Task to complete -
Here are some records. Repeat them all exactly.

[Dataset entries]
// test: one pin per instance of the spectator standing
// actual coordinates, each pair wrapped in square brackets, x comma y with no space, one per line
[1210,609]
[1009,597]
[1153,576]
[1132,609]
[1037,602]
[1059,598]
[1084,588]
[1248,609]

Final answer -
// test: one pin per instance of the spectator standing
// actual coordinates, each pair wrapped in square brackets, x comma y with no space, one per line
[1210,609]
[1009,597]
[1153,576]
[1132,609]
[1037,602]
[1059,598]
[1084,588]
[1248,609]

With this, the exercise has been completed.